* BEGIN DATA EXTRACT *

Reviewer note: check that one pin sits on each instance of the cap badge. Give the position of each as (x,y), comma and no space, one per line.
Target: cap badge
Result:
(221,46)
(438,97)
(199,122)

* END DATA EXTRACT *

YOUR OBJECTIVE
Please reproduce the material above line for line, with no changes.

EXPECTED ANSWER
Reviewer note: check that one pin sits on each instance of the cap badge. Give the position of each as (x,y), comma and no space, one per line.
Target: cap badge
Result:
(221,46)
(438,97)
(199,122)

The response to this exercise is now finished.